* Begin *
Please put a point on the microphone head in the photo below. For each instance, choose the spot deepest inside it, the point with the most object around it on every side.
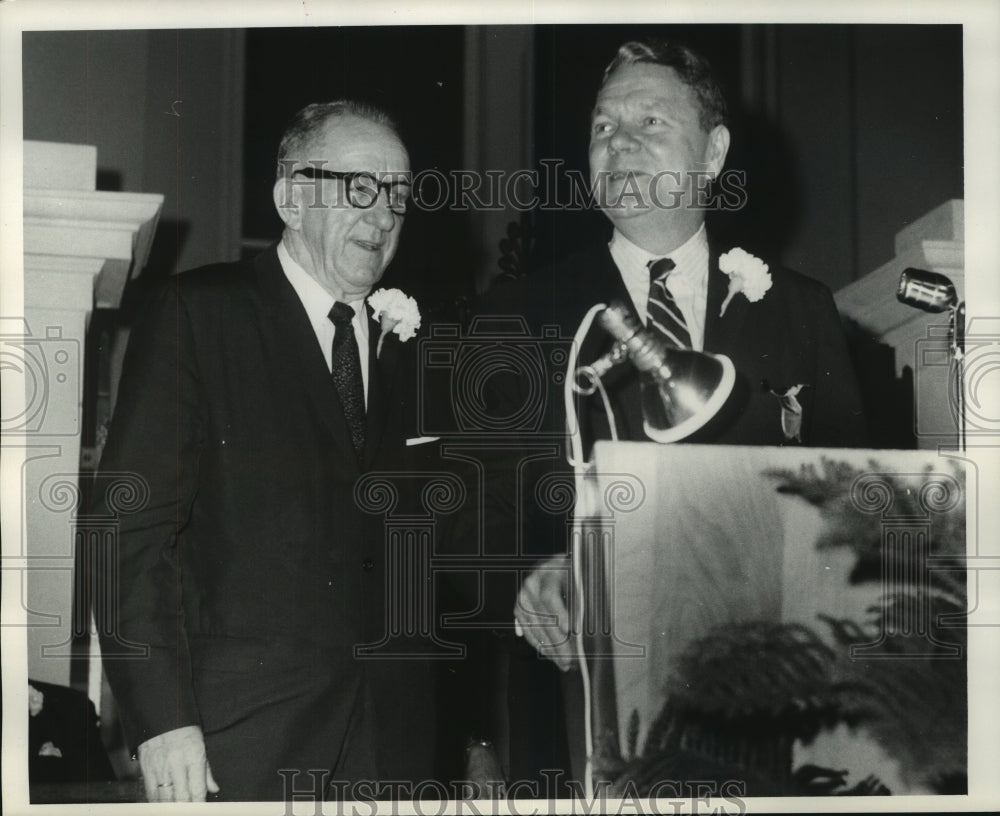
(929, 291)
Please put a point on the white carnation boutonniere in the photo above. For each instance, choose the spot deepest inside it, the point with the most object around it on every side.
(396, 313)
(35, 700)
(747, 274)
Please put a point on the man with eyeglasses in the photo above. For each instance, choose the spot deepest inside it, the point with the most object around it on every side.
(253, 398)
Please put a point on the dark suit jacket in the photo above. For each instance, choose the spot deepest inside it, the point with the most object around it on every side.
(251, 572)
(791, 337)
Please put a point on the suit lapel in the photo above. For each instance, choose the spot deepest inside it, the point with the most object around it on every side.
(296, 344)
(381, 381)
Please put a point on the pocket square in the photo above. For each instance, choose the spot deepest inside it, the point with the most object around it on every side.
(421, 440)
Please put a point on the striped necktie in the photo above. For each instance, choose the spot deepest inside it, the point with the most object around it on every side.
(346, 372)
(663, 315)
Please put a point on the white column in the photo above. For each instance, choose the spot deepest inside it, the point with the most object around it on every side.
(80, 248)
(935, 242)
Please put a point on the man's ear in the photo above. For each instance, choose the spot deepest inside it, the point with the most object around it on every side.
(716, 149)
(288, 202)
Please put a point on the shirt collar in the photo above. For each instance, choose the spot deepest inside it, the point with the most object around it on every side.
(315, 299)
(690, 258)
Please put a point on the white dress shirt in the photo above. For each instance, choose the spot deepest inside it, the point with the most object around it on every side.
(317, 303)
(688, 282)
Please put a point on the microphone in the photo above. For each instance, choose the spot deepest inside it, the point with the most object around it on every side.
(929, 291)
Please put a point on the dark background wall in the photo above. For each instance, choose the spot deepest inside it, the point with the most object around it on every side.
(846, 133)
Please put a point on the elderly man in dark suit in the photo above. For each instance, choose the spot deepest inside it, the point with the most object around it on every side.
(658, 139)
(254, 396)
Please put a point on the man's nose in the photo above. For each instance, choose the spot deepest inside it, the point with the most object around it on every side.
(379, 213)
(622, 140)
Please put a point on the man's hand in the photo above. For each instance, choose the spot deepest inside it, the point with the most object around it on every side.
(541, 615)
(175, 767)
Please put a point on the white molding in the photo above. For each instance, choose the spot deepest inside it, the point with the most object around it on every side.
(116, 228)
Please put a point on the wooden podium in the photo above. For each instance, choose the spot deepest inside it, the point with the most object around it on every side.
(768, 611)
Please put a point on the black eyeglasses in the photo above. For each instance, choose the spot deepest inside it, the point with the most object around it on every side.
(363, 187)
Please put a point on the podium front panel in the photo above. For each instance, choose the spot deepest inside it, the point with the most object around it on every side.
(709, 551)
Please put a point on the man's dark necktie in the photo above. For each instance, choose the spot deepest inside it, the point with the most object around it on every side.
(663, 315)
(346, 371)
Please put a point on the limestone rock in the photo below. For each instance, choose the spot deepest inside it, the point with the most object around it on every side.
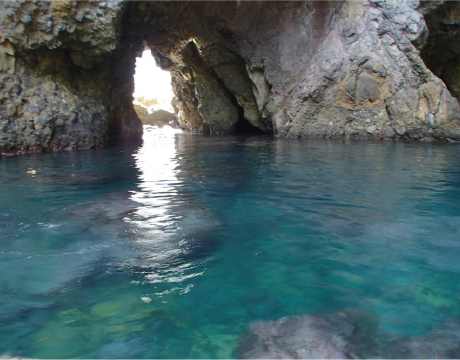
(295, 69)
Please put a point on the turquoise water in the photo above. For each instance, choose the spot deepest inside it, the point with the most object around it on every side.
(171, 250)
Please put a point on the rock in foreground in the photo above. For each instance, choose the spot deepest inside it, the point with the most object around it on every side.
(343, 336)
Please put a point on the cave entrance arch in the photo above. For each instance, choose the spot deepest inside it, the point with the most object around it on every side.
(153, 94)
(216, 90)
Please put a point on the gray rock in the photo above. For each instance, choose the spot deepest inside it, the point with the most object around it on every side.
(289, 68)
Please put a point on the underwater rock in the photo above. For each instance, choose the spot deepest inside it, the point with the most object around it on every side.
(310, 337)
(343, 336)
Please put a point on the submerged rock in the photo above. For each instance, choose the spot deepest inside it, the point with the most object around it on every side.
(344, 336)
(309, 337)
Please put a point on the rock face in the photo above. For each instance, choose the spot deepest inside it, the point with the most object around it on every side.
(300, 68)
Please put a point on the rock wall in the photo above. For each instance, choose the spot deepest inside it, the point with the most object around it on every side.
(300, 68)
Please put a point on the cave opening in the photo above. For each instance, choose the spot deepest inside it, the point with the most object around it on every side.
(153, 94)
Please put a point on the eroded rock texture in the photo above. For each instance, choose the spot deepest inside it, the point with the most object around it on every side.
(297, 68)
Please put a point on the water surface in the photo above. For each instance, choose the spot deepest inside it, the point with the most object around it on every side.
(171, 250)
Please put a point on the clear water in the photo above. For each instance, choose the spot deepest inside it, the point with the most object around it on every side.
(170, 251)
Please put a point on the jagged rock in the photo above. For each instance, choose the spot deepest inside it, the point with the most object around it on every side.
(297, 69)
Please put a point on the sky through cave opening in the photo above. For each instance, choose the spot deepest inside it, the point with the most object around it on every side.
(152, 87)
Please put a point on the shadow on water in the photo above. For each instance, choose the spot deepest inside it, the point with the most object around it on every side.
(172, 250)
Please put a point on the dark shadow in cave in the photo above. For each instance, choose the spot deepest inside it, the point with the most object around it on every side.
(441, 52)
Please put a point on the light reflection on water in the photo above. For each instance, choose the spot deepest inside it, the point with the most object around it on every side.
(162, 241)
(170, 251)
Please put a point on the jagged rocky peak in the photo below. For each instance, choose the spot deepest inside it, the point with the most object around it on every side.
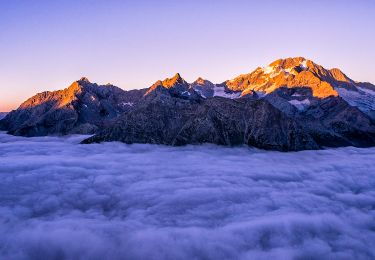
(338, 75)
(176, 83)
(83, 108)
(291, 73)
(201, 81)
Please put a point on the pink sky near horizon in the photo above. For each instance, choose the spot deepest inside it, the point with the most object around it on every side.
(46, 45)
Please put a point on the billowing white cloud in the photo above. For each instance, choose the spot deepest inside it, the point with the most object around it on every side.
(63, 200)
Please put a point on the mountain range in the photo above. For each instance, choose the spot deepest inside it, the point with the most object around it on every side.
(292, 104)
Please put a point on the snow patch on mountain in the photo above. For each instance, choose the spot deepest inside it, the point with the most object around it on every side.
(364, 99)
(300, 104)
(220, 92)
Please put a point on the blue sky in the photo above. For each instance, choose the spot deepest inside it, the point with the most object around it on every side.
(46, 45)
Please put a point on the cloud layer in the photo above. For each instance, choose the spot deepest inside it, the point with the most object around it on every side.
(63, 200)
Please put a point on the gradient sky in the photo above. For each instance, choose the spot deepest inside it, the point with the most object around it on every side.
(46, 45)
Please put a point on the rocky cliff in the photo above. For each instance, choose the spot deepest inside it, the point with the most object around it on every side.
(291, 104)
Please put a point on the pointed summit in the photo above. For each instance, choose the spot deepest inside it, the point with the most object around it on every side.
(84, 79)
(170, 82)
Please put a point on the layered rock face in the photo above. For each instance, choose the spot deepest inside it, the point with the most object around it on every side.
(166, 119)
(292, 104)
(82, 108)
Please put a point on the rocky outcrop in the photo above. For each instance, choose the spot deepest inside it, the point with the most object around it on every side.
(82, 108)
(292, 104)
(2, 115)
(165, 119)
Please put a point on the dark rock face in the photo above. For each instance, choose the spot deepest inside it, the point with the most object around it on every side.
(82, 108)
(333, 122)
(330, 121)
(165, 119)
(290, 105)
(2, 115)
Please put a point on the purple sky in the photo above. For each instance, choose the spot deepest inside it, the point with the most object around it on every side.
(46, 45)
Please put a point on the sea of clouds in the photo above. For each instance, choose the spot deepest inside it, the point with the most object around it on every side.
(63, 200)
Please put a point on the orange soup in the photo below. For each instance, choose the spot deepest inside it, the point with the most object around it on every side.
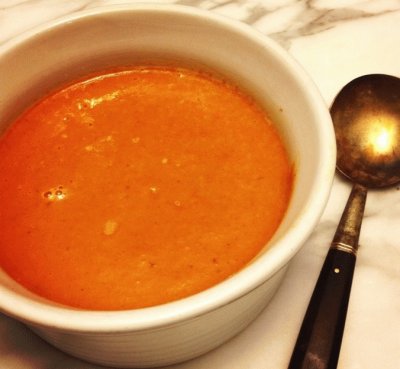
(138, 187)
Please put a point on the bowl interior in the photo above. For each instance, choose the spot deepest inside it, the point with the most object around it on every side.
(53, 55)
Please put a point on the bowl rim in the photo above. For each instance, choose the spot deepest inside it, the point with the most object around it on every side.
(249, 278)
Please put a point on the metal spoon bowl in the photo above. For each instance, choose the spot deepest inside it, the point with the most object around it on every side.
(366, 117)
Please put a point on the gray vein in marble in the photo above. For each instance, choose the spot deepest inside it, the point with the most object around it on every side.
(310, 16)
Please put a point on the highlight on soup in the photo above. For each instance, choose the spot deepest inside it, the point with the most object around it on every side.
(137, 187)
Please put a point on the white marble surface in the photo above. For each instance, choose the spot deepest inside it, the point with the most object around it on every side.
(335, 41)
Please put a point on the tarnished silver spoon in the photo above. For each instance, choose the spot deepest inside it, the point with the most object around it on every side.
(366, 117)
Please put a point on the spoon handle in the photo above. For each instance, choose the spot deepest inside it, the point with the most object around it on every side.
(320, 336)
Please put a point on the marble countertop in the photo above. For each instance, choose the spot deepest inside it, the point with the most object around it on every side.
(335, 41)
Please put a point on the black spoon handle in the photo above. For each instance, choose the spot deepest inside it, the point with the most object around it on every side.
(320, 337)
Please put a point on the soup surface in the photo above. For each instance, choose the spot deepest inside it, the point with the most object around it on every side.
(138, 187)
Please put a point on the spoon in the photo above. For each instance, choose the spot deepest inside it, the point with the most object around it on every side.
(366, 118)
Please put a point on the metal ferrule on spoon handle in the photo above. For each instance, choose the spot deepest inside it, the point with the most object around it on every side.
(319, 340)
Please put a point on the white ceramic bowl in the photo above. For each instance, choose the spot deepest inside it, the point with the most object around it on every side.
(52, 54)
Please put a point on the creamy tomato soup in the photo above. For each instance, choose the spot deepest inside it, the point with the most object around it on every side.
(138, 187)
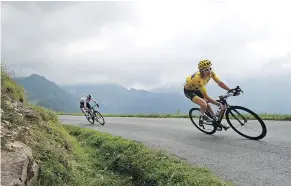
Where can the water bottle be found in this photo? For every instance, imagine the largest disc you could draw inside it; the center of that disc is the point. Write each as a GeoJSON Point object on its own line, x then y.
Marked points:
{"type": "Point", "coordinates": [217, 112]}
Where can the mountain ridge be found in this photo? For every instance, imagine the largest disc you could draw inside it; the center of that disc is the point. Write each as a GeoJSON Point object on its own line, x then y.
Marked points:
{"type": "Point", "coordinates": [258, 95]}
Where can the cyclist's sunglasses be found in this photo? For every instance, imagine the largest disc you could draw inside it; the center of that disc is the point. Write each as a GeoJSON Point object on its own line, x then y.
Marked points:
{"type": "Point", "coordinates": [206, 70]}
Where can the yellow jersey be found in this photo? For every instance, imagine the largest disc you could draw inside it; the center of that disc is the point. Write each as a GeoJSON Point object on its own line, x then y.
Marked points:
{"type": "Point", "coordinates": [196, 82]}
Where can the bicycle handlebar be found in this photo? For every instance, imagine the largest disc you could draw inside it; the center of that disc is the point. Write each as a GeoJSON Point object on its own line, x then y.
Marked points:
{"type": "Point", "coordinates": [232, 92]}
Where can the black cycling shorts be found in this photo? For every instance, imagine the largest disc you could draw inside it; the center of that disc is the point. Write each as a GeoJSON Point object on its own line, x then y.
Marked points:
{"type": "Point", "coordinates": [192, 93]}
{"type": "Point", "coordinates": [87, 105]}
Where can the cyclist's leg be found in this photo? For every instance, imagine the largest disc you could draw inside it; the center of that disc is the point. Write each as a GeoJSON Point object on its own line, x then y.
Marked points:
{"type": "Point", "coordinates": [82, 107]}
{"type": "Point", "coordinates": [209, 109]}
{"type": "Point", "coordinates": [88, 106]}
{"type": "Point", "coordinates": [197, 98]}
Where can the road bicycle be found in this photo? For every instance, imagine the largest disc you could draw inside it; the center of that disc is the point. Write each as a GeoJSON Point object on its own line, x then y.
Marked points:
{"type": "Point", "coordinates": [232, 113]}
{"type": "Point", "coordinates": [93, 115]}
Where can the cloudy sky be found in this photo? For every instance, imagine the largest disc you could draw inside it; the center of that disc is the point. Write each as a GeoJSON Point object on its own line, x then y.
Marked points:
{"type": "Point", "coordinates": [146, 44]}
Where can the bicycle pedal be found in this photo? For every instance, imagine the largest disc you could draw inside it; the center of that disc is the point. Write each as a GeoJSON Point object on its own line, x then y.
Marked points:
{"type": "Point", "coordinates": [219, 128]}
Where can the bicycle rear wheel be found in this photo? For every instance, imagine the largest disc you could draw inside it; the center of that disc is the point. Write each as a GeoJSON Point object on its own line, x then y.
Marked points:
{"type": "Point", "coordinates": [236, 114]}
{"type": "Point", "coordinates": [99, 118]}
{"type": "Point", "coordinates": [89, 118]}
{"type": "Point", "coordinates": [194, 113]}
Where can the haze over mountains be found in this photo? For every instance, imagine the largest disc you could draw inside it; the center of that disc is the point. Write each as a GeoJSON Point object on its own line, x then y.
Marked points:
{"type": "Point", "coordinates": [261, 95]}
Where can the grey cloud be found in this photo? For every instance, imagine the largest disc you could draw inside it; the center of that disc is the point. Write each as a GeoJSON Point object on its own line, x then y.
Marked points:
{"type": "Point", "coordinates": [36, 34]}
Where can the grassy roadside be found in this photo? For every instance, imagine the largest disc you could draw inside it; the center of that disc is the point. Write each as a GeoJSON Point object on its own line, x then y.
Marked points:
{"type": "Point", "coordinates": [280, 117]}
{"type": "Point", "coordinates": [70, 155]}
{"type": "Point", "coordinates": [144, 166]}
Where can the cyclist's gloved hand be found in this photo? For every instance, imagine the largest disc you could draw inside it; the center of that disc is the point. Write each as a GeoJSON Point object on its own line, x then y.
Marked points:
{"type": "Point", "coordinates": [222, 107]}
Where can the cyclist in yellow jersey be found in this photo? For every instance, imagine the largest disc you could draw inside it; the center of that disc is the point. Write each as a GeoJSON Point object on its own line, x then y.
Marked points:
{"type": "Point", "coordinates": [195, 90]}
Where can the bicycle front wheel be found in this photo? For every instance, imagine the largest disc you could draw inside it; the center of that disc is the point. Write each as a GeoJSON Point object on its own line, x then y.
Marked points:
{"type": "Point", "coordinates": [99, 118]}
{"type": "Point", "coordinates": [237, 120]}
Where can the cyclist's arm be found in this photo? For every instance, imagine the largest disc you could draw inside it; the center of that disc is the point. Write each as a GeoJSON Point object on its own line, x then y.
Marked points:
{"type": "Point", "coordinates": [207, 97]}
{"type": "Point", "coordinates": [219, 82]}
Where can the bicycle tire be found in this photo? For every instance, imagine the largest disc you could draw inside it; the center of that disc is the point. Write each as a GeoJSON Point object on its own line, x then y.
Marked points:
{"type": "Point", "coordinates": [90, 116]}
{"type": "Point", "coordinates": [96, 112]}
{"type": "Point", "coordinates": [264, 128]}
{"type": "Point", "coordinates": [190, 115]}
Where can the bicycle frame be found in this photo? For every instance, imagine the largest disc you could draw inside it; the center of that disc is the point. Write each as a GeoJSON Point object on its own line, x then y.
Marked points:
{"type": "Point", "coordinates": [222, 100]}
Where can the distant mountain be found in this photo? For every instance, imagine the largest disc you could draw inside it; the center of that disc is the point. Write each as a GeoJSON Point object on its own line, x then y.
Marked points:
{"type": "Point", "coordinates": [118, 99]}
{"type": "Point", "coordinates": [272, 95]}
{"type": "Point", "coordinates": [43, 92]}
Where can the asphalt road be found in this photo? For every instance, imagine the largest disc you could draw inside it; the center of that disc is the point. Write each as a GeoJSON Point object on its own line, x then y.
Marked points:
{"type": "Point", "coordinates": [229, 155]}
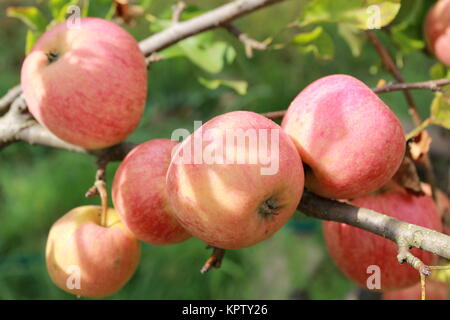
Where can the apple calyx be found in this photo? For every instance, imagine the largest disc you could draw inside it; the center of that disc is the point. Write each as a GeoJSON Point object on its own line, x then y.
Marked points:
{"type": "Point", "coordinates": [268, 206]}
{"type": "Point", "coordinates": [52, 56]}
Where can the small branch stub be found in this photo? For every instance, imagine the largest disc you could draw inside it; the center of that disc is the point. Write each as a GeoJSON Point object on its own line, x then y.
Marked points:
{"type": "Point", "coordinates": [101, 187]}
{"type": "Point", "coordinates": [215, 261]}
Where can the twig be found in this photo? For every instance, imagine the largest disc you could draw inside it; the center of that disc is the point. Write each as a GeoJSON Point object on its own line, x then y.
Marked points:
* End *
## Exercise
Exactly the lines from the one with "Where can the bicycle frame" through the end of the records should be written out, and only those. Pictures do not belong in the copy.

## Written solution
Where can the bicycle frame be found in this photo? For every instance, imagine the largest disc you could draw inside it; the center of that disc is the point. Write each as a GeoJSON Point object on its own line, x then y.
Marked points:
{"type": "Point", "coordinates": [222, 100]}
Where can the distant mountain be found in this photo? For every instance, imagine the largest disc you could draw inside it; the center of that disc is the point. Write each as a GeoJSON Point object on its own line, x then y.
Marked points:
{"type": "Point", "coordinates": [118, 99]}
{"type": "Point", "coordinates": [272, 95]}
{"type": "Point", "coordinates": [43, 92]}
Where can the asphalt road be found in this photo? For every instance, imagine the largest disc you could draw inside it; the center of that disc is the point. Write each as a GeoJSON Point object on its own line, x then y.
Marked points:
{"type": "Point", "coordinates": [229, 155]}
Where can the apple calyx be found in this photo? For every instance, imagine the largest disc you could draw inside it; the center of that disc is the point. Write each as a GeoJSON Point object on its own line, x then y.
Marked points:
{"type": "Point", "coordinates": [268, 206]}
{"type": "Point", "coordinates": [52, 56]}
Where can the small branch stub be found in this photo? For every instance, imagine the largest disc you could draw inside it; the center of that disc is the point. Write each as a GeoJSON Point object on its own line, x then y.
Marked points:
{"type": "Point", "coordinates": [101, 187]}
{"type": "Point", "coordinates": [215, 261]}
Where can the twig be found in this photo? For every instance, imagine the largest disc you could draw inside it; the center of that disc is the point. Write each as a GeoJSON Point object on its own line, x then y.
Marked points:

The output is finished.